Exercise task
Please locate each line in the entries below that contains the word "cracked" and copy those lines out. Case counts.

Data listing
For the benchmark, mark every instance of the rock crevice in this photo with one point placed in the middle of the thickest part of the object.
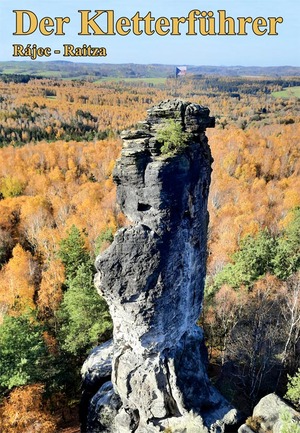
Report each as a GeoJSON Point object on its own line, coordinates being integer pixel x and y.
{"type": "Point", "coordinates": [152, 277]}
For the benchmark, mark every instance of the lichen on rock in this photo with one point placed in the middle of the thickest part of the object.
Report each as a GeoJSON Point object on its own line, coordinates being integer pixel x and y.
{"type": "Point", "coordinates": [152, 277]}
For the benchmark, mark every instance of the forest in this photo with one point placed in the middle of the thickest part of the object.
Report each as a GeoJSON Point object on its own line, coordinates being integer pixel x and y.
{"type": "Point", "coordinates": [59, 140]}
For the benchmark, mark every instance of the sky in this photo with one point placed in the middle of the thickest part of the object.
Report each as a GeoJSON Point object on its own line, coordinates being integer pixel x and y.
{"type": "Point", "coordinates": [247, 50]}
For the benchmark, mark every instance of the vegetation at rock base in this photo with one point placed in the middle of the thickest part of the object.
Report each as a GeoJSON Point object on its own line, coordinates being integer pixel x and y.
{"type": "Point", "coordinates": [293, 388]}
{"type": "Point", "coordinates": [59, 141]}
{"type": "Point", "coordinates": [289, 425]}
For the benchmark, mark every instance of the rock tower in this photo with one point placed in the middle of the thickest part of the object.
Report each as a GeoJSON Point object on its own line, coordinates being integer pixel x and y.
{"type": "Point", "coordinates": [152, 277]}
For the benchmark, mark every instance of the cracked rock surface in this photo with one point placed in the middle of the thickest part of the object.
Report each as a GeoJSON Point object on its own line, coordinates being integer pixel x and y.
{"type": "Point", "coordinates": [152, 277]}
==
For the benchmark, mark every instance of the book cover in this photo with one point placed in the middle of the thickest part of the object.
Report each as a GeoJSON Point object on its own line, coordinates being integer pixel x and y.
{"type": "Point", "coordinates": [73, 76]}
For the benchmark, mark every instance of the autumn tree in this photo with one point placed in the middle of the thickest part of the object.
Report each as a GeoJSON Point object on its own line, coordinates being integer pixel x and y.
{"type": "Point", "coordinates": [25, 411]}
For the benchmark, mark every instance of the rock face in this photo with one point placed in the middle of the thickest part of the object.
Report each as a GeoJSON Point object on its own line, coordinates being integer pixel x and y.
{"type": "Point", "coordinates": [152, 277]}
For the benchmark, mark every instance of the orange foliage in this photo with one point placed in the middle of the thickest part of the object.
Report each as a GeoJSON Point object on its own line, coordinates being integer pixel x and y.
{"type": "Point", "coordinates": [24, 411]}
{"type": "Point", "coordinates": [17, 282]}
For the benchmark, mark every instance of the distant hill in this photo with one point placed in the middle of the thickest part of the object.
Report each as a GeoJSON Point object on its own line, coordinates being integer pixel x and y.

Reply to the exercise
For the benchmark, mark every instance of the cracked rock surface in this photo with one point placed in the middle of the thickest part of the object.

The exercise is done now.